>> Start

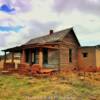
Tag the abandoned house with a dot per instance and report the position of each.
(56, 50)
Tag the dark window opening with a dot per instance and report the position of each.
(85, 54)
(27, 56)
(45, 56)
(36, 54)
(70, 55)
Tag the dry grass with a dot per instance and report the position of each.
(60, 87)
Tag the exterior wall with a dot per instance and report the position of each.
(69, 43)
(98, 57)
(88, 61)
(53, 58)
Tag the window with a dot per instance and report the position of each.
(85, 54)
(70, 55)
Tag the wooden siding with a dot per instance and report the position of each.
(88, 61)
(69, 42)
(53, 58)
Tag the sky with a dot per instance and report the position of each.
(22, 20)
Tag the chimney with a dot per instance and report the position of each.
(51, 32)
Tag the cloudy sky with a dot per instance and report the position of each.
(21, 20)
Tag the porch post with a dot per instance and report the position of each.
(12, 60)
(23, 57)
(40, 57)
(30, 56)
(5, 58)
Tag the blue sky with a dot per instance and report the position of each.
(21, 20)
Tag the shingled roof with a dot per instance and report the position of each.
(50, 38)
(56, 36)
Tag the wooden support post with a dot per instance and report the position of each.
(40, 57)
(5, 58)
(12, 59)
(23, 57)
(31, 56)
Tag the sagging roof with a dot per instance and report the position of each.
(56, 36)
(50, 38)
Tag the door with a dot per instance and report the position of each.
(45, 56)
(36, 55)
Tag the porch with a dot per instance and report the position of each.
(30, 57)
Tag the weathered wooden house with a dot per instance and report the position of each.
(56, 50)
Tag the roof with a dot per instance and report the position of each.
(56, 36)
(96, 46)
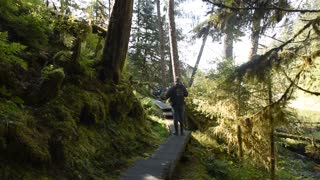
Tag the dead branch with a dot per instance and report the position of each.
(272, 7)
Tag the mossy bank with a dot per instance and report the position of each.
(88, 131)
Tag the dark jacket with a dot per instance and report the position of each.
(176, 95)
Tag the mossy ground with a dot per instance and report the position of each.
(89, 131)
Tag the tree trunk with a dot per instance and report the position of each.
(271, 123)
(239, 131)
(199, 55)
(173, 41)
(228, 39)
(161, 39)
(256, 28)
(116, 45)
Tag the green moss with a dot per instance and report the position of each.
(81, 133)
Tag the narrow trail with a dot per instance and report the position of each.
(164, 160)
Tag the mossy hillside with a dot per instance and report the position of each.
(83, 133)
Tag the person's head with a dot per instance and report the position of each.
(177, 80)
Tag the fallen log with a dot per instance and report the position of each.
(296, 137)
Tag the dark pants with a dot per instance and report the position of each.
(178, 116)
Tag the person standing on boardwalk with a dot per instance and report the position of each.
(176, 95)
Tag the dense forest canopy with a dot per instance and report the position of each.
(77, 78)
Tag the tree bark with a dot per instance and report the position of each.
(116, 45)
(161, 40)
(228, 39)
(205, 35)
(173, 41)
(271, 123)
(256, 28)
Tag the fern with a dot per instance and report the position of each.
(9, 51)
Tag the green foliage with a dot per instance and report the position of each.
(9, 52)
(27, 21)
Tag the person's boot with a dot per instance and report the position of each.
(175, 128)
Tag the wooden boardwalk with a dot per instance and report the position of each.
(164, 160)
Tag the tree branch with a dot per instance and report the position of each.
(302, 89)
(272, 7)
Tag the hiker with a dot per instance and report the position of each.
(176, 95)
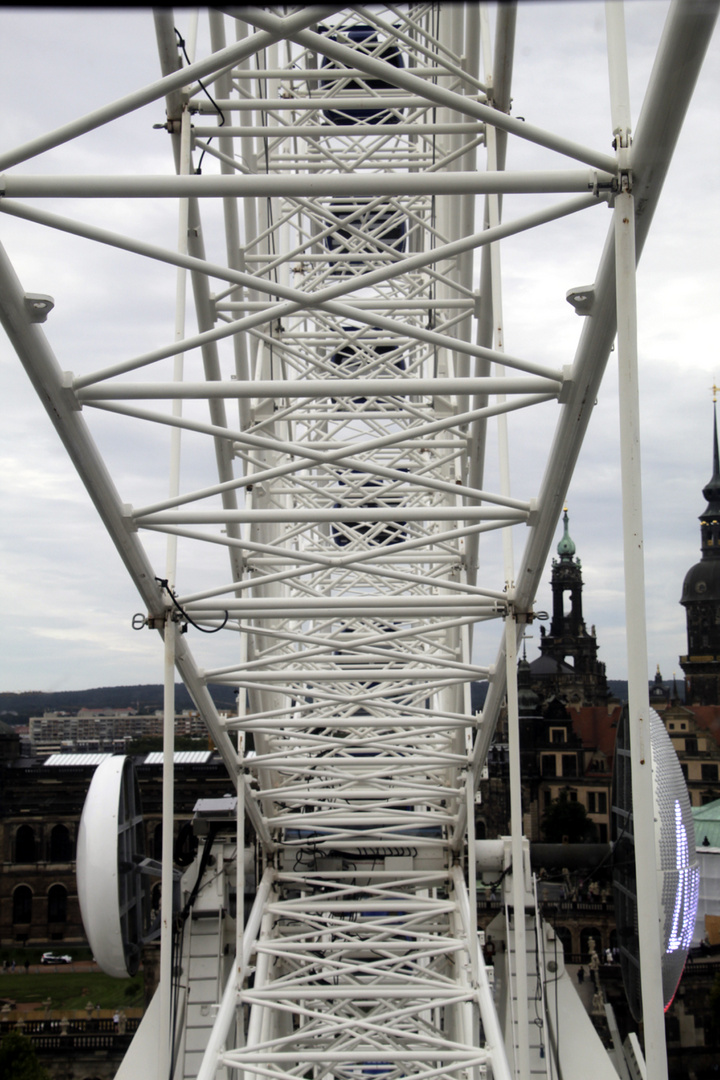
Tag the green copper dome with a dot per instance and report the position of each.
(566, 549)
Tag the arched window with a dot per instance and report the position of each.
(23, 904)
(60, 845)
(158, 842)
(57, 903)
(25, 845)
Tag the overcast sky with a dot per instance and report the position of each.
(68, 603)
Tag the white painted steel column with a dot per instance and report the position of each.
(165, 988)
(228, 1006)
(522, 1058)
(643, 822)
(646, 868)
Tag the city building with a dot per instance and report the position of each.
(568, 664)
(40, 807)
(701, 598)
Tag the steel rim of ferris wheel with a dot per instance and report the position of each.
(348, 331)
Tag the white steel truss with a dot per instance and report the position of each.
(344, 385)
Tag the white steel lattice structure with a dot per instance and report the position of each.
(338, 401)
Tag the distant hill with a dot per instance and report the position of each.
(16, 707)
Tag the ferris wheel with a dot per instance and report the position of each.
(325, 522)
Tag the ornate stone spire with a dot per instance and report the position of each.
(566, 548)
(710, 518)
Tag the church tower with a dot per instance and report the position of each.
(701, 598)
(568, 664)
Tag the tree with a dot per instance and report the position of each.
(18, 1060)
(566, 821)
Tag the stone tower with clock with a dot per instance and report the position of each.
(701, 598)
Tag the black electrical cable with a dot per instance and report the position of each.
(163, 582)
(180, 41)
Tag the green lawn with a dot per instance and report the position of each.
(72, 989)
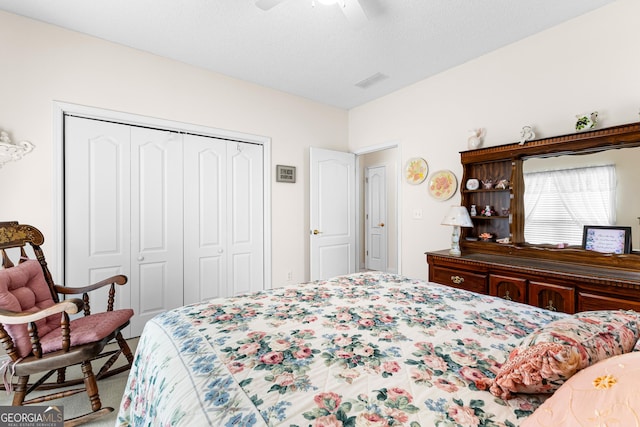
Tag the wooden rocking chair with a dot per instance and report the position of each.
(37, 334)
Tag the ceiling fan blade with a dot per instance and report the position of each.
(268, 4)
(354, 13)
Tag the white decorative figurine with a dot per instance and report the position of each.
(475, 140)
(10, 151)
(586, 121)
(526, 134)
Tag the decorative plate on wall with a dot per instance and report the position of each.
(416, 170)
(443, 185)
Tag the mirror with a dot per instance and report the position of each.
(627, 164)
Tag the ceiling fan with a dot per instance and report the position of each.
(352, 9)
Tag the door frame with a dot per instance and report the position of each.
(359, 191)
(367, 216)
(62, 108)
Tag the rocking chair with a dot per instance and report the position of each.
(36, 331)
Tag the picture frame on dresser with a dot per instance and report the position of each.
(607, 239)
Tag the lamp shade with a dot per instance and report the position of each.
(459, 216)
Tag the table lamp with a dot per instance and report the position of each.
(457, 217)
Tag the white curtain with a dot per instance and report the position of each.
(559, 203)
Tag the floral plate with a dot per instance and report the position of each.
(416, 170)
(443, 185)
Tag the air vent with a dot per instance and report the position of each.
(371, 80)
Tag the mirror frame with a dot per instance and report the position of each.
(622, 136)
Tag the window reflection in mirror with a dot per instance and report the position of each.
(627, 203)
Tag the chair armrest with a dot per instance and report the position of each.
(71, 306)
(118, 280)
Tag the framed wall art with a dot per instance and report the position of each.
(285, 173)
(607, 239)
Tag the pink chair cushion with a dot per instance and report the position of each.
(23, 289)
(87, 329)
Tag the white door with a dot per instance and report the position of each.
(180, 215)
(97, 243)
(333, 213)
(223, 227)
(156, 224)
(245, 242)
(376, 218)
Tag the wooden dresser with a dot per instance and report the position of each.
(568, 279)
(561, 286)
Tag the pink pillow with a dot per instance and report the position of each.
(552, 354)
(23, 289)
(606, 393)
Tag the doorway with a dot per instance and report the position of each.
(337, 218)
(378, 218)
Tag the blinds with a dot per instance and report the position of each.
(559, 203)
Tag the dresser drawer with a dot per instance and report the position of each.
(460, 279)
(589, 302)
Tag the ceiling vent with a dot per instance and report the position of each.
(371, 80)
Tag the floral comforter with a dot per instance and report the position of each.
(360, 350)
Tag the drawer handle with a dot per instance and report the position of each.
(457, 279)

>> End

▶ SET TASK
Copy the records exactly. Skip the pictures.

▶ FINAL ANSWER
Tag the abandoned house with a dot per instance and report the position of each.
(56, 50)
Tag the dark window opening with a dot per instance and report the position of each.
(85, 54)
(27, 56)
(45, 56)
(36, 54)
(70, 55)
Tag the dry grass with a dot per instance and report the position of each.
(60, 87)
Tag the exterior wall with a dot per instance and report the position of each.
(69, 43)
(98, 57)
(88, 61)
(53, 58)
Tag the window with a dot per instance and report the position of each.
(85, 54)
(70, 55)
Tag the wooden siding with a dot per instance and report the position of each.
(88, 61)
(69, 42)
(53, 58)
Tag the sky with a dot per instance and report the position of each.
(22, 20)
Tag the chimney with a dot per instance and report the position of each.
(51, 32)
Tag the cloudy sky with a dot per instance and report the position of each.
(21, 20)
Tag the porch post with a dot per instance and report the position of each.
(12, 60)
(23, 57)
(40, 57)
(30, 56)
(5, 58)
Tag the blue sky with a dot per instance and report the position of each.
(21, 20)
Tag the shingled roof with a dot per instance and report the position of each.
(50, 38)
(56, 36)
Tag the wooden support post with a dot per instance and report the position of each.
(40, 57)
(5, 58)
(12, 59)
(23, 57)
(31, 56)
Tag the sagging roof with a dot per instance and report the position of each.
(56, 36)
(50, 38)
Tag the door with a dot per instance and report the position of each.
(45, 56)
(36, 55)
Tag the porch with a dot per instance and report the position of each.
(30, 57)
Tag the weathered wooden house with a dot per instance and report the position of each.
(56, 50)
Tag the roof with a dot per instance and report the position of each.
(56, 36)
(96, 46)
Tag the dead branch with a dot per instance and report the position of each.
(272, 7)
Tag the mossy bank with a dot per instance and report the position of each.
(88, 131)
Tag the dark jacket with a dot per instance and report the position of each.
(176, 95)
Tag the mossy ground with a dot per instance and report the position of each.
(89, 131)
Tag the tree trunk with a dot per instance and report the position of each.
(271, 123)
(239, 131)
(199, 55)
(173, 41)
(228, 39)
(161, 39)
(256, 28)
(116, 45)
Tag the green moss with a dot per instance and report the position of each.
(81, 133)
Tag the narrow trail with a dot per instance and report the position of each.
(164, 160)
Tag the mossy hillside with a dot per instance and report the position of each.
(83, 133)
Tag the person's head with a dot per instance and report the position of each.
(177, 80)
Tag the fallen log with a dot per instance and report the position of each.
(296, 137)
Tag the dark pants with a dot per instance and report the position of each.
(178, 116)
Tag the person standing on boardwalk with a dot per instance and report the position of each.
(176, 95)
Tag the dense forest canopy with a dot per instance and report the position of each.
(77, 78)
Tag the tree bark with a dot per instance and report the position of each.
(116, 45)
(161, 40)
(228, 39)
(205, 35)
(173, 41)
(271, 123)
(256, 28)
Tag the fern with a dot per instance and report the position of each.
(9, 51)
Tag the green foliage with a dot per instance and report the position of each.
(9, 52)
(27, 21)
Tag the person's boot with a dot per instance and report the position of each.
(175, 128)
Tag the wooden boardwalk with a dot per instance and report the position of each.
(164, 160)
Tag the tree branch with a dot per instance and report the position of each.
(302, 89)
(272, 7)
Tag the hiker with a dot per instance and report the position of each.
(176, 95)
Tag the green copper dome with a dot per instance and report the position of each.
(566, 549)
Tag the arched window with a dot per instance and report the position of each.
(23, 904)
(60, 845)
(158, 842)
(57, 903)
(25, 845)
Tag the overcast sky with a dot per instance and report the position of each.
(68, 603)
Tag the white painted steel column with a dot per instance and report the position of each.
(165, 988)
(228, 1006)
(522, 1058)
(643, 822)
(646, 868)
Tag the city building with a dot per instance and report the position of each.
(568, 664)
(40, 807)
(701, 598)
Tag the steel rim of ferris wheel with a dot per instance and report the position of each.
(348, 331)
Tag the white steel truss with a dot per instance and report the position of each.
(344, 385)
Tag the white steel lattice structure with a dot per instance and report the position of each.
(338, 401)
Tag the distant hill with a dot per instance and report the position of each.
(16, 707)
Tag the ferris wheel with a dot per instance and report the position of each.
(325, 522)
Tag the ornate stone spire with a dot per instance and report the position of each.
(566, 548)
(710, 518)
Tag the church tower with a dot per instance and report the position of each.
(701, 598)
(568, 664)
Tag the tree with a dot per instance and report the position of each.
(18, 1060)
(566, 821)
Tag the stone tower with clock with a dot per instance and report the position of each.
(701, 598)
Tag the black electrical cable with a dot per instance and report the position of each.
(163, 582)
(180, 41)
Tag the green lawn with a dot per instance and report the position of each.
(72, 989)
Tag the wooden rocking chair with a dot per instance and report the position of each.
(37, 334)
Tag the ceiling fan blade with a dot per instance and report the position of each.
(268, 4)
(354, 13)
Tag the white decorative figurine with a dot per instance and report the position of each.
(475, 140)
(10, 151)
(586, 121)
(526, 134)
Tag the decorative plate on wall with a dot per instance and report the position of each.
(416, 170)
(443, 185)
Tag the mirror with a dot per instance and report the position of each.
(627, 164)
Tag the ceiling fan with a dot per instance and report the position of each.
(352, 9)
Tag the door frame with a dot per instance and report the position of each.
(359, 191)
(367, 216)
(62, 108)
Tag the rocking chair with a dot per instance and report the position of each.
(36, 331)
Tag the picture frame on dresser with a dot per instance and report the position of each.
(607, 239)
Tag the lamp shade with a dot per instance and report the position of each.
(459, 216)
Tag the table lamp with a dot per instance and report the position of each.
(457, 217)
Tag the white curtain with a dot per instance and report the position of each.
(559, 203)
Tag the floral plate with a dot per instance and report the position of each.
(416, 170)
(443, 185)
Tag the air vent with a dot per instance and report the position of each.
(371, 80)
Tag the mirror frame with a dot per instance and report the position of each.
(622, 136)
Tag the window reflection in mirror with a dot per instance and report the position of each.
(627, 203)
Tag the chair armrest with a dot per instance and report the position of each.
(71, 306)
(118, 280)
Tag the framed wall art with a dot per instance and report the position of each.
(285, 173)
(607, 239)
Tag the pink chair cushion with a dot per instance and report the position of each.
(23, 289)
(87, 329)
Tag the white door with a dot per instance and report the position of each.
(180, 215)
(97, 243)
(333, 213)
(223, 227)
(156, 224)
(245, 242)
(376, 218)
Tag the wooden dresser with a dot per instance and report the position of each.
(568, 279)
(561, 286)
Tag the pink pillow with a dot per instance and report the position of each.
(552, 354)
(23, 289)
(606, 393)
Tag the doorway with a dot per instance and report the position of each.
(337, 218)
(378, 218)
Tag the blinds with a dot per instance and report the position of each.
(559, 203)
Tag the dresser drawer with a dot per instance and report the position of each.
(460, 279)
(589, 302)
Tag the ceiling vent with a dot per instance and report the position of each.
(371, 80)
Tag the floral comforter with a dot per instance and report the position of each.
(360, 350)
Tag the drawer handle with a dot per instance and report the position of each.
(457, 279)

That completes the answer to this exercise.